EXTRACT.
BEGIN
# Extremely simple prop trigger - version 2



## Scary Papa (Jan 31, 2012)

EXTREMELY SIMPLE PROP TRIGGER - VERSION 2

In 2012 I posted a thread on using the Harbor Freight Driveway Alert to trigger sound activated props. Since that time I have used this driveway alert to trigger several of my Halloween props that are sound activated and it has worked reliably well. However, I also have several full size props that are not sound activated but instead are motion activated. As those of you who also have these types of motion activated props know, the factory motion sensors on these props do not work very well, especially in a haunt like ours that is outside, at night, in the dark, in the Haunted Forest. Here is the problem with these props. I will use my Headless Harry in this example.









Headless Harry is a really cool full size prop with this problem…









His motion sensor is located too low on the prop so sometimes it misses any motion, is subject to getting obstructed because of the location, and it will not reliably trigger if the motion is more than 3 ½ feet away from the motion sensor. Also, this motion sensor requires too much light to activate it. Something that is lacking in the Haunted Forest.

I wanted to use the Driveway Alert to trigger my Headless Harry prop but I did not know how to accomplish this. BobbyA solved this problem for me by suggesting using a relay in the wiring system of the driveway alert to trigger the prop through the “Try Me” button circuit. This setup worked beautifully. However, I kept thinking that there should be a simpler solution to this problem. This tutorial is the solution that I am now using to trigger my full size motion activated props. It still uses the Harbor Freight driveway alert as the basic trigger but uses only the sending unit part of the system. And with this setup my Headless Harry triggers every time up to a distance of 16 ½ feet and more and you can set the prop trigger anywhere you desire. The only limit is the length of the wire that you use to extend the sending unit LED light.
END
Coordinate labeling data:
BEGIN
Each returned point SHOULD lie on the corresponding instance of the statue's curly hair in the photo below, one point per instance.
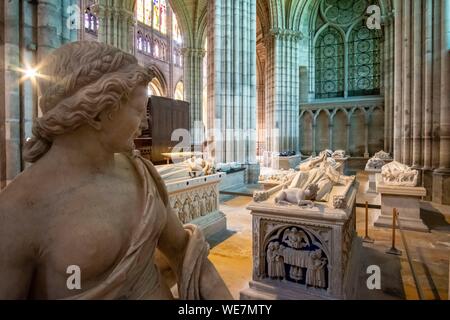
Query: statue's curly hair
(77, 82)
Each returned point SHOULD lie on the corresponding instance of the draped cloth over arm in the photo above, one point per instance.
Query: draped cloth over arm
(196, 253)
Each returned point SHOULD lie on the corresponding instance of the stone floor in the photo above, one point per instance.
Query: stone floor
(231, 251)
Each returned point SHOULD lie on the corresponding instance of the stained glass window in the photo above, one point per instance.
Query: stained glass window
(144, 11)
(176, 30)
(363, 62)
(329, 64)
(139, 44)
(159, 16)
(140, 10)
(179, 91)
(163, 16)
(356, 61)
(90, 21)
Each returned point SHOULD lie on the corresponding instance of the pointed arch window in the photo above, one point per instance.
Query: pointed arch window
(160, 16)
(176, 30)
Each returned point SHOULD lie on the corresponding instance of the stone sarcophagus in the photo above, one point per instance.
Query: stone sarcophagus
(302, 252)
(195, 200)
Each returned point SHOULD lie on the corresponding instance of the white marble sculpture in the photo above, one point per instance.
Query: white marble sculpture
(382, 155)
(295, 257)
(398, 174)
(321, 172)
(277, 176)
(374, 163)
(314, 162)
(339, 154)
(89, 199)
(301, 197)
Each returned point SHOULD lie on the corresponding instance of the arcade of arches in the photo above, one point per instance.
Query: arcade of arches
(260, 75)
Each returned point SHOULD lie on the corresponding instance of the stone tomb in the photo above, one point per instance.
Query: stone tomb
(303, 253)
(196, 200)
(286, 163)
(372, 183)
(406, 200)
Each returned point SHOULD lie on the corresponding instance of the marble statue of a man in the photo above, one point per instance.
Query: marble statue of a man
(87, 202)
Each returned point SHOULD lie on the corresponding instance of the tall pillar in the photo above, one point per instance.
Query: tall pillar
(283, 84)
(417, 82)
(406, 82)
(348, 127)
(388, 85)
(193, 89)
(441, 183)
(427, 178)
(398, 98)
(330, 133)
(314, 127)
(232, 70)
(11, 158)
(366, 136)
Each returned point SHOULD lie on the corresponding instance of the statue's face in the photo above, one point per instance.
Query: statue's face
(122, 126)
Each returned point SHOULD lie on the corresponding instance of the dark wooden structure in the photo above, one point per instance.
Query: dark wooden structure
(164, 116)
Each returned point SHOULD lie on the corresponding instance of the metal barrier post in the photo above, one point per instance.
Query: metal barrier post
(393, 250)
(367, 239)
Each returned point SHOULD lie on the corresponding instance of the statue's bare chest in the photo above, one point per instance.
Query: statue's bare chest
(90, 227)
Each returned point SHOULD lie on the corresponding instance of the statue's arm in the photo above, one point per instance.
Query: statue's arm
(16, 263)
(173, 243)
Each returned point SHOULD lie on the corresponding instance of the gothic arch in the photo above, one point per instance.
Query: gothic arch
(158, 80)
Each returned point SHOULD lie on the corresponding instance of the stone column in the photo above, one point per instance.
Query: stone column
(406, 83)
(261, 115)
(283, 88)
(115, 29)
(436, 94)
(232, 70)
(366, 135)
(398, 101)
(2, 98)
(441, 183)
(193, 89)
(48, 23)
(330, 133)
(314, 127)
(348, 127)
(417, 82)
(12, 114)
(427, 179)
(102, 15)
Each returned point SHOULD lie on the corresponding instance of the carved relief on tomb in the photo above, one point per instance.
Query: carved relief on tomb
(256, 235)
(398, 174)
(295, 253)
(347, 239)
(195, 203)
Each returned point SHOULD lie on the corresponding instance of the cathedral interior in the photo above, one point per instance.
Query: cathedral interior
(318, 149)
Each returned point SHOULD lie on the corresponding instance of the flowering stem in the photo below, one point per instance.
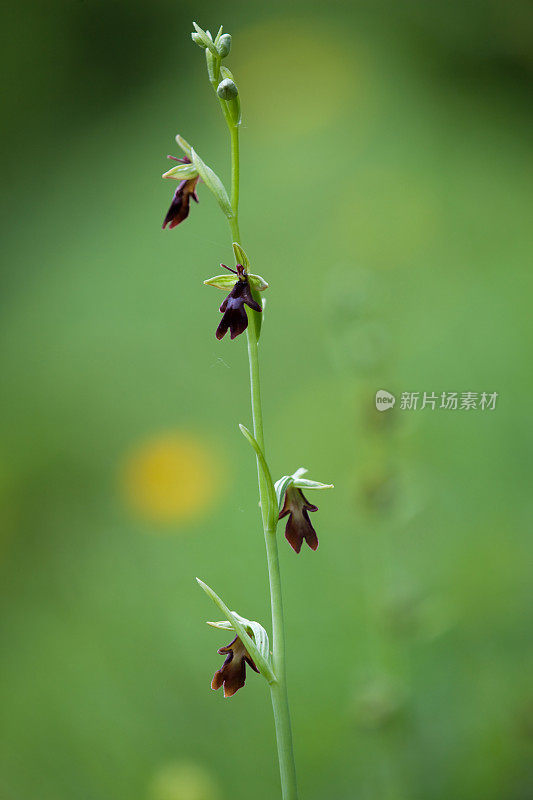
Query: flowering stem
(278, 688)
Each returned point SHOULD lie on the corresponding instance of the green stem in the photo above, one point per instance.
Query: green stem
(278, 689)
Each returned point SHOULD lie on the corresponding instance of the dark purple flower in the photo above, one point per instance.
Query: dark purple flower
(298, 525)
(232, 674)
(179, 207)
(235, 317)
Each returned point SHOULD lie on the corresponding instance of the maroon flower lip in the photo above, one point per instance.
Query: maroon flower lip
(235, 317)
(298, 528)
(181, 199)
(232, 674)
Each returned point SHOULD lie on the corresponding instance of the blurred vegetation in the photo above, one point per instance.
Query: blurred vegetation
(386, 198)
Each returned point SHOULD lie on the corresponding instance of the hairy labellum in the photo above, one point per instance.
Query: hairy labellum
(232, 674)
(235, 318)
(298, 527)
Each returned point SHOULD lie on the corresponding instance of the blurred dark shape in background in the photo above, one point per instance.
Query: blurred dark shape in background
(399, 262)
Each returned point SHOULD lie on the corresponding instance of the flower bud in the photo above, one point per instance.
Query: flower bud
(224, 45)
(227, 89)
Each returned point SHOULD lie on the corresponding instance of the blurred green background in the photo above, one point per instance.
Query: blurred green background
(386, 170)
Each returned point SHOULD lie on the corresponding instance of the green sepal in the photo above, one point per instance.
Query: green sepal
(204, 39)
(210, 60)
(224, 282)
(266, 473)
(181, 172)
(185, 146)
(253, 628)
(225, 72)
(297, 480)
(223, 44)
(213, 182)
(281, 487)
(240, 256)
(257, 316)
(257, 282)
(262, 663)
(227, 89)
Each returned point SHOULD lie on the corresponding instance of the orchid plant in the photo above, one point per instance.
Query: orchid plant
(243, 310)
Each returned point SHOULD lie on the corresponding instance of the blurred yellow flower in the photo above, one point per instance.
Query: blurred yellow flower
(183, 780)
(291, 96)
(172, 477)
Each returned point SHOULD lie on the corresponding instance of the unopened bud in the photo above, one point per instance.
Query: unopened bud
(224, 45)
(227, 89)
(197, 39)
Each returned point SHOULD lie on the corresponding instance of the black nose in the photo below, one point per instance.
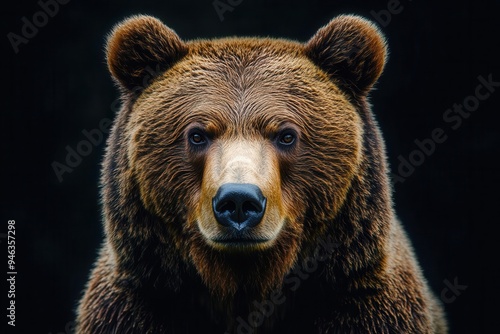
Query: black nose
(239, 205)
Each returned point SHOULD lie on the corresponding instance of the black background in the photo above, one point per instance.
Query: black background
(57, 85)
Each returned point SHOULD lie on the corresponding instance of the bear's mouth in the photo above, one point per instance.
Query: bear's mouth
(239, 241)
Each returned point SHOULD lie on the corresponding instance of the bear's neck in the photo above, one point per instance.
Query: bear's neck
(362, 228)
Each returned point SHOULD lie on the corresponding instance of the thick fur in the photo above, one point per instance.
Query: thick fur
(158, 274)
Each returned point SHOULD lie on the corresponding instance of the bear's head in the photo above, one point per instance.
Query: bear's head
(231, 156)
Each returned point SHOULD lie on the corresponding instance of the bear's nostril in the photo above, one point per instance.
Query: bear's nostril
(239, 205)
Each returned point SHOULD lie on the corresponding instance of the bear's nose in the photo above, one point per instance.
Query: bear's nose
(239, 205)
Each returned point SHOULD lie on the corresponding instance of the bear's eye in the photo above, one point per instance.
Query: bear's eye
(197, 138)
(286, 138)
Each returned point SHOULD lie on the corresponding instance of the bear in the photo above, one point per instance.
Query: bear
(245, 189)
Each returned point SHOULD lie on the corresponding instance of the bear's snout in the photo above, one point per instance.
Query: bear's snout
(239, 206)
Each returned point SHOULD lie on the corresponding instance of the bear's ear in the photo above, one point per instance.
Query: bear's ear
(351, 50)
(139, 49)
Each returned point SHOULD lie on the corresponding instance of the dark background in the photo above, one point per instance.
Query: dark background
(57, 85)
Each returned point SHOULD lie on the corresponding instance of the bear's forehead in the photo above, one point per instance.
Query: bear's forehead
(256, 82)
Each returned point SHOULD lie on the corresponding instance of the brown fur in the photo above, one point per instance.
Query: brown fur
(159, 271)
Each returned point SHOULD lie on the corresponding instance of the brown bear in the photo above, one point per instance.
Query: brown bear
(245, 190)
END
TO BE DONE.
1) Repeat the part of the prop trigger post that begins at the words "His motion sensor is" and ends after the words "lacking in the Haunted Forest.".
2) Please give the lines of the listing as a numbered list, starting at the line that contains "the bear's nose" and running through the listing's last line, with blank lines left out.
The text and the listing were taken from separate sources.

RESULTS FOR THE EXERCISE.
1)
His motion sensor is located too low on the prop so sometimes it misses any motion, is subject to getting obstructed because of the location, and it will not reliably trigger if the motion is more than 3 ½ feet away from the motion sensor. Also, this motion sensor requires too much light to activate it. Something that is lacking in the Haunted Forest.

2)
1. Each returned point SHOULD lie on the corresponding instance of the bear's nose in the photo above, one point per instance.
2. Query: bear's nose
3. (239, 205)
4. Each returned point SHOULD lie on the corresponding instance of the bear's eye in the photo above, one point per instance.
5. Query: bear's eye
6. (197, 138)
7. (286, 138)
8. Each returned point SHOULD lie on the corresponding instance of the bear in the photo above, one point per instance.
9. Query: bear
10. (245, 189)
11. Each returned point SHOULD lie on the corresponding instance of the bear's snout in the photo above, one point per instance.
12. Query: bear's snout
13. (239, 206)
14. Each returned point SHOULD lie on the corresponding instance of the bear's ear in the photo above, one point per instance.
15. Query: bear's ear
16. (351, 50)
17. (139, 49)
18. Each returned point SHOULD lie on the corresponding instance of the dark background in the photo above, one point per instance.
19. Query: dark background
20. (57, 85)
21. Each returned point SHOULD lie on the corresponding instance of the bear's forehead in the photo above, one point per instance.
22. Query: bear's forehead
23. (256, 82)
24. Each returned point SHOULD lie on the corresponding instance of the brown fur in the photo above, one point per instance.
25. Query: brown fur
26. (159, 271)
27. Each returned point SHOULD lie on the corresponding instance of the brown bear in the photo above, one point per instance.
28. Query: brown bear
29. (245, 190)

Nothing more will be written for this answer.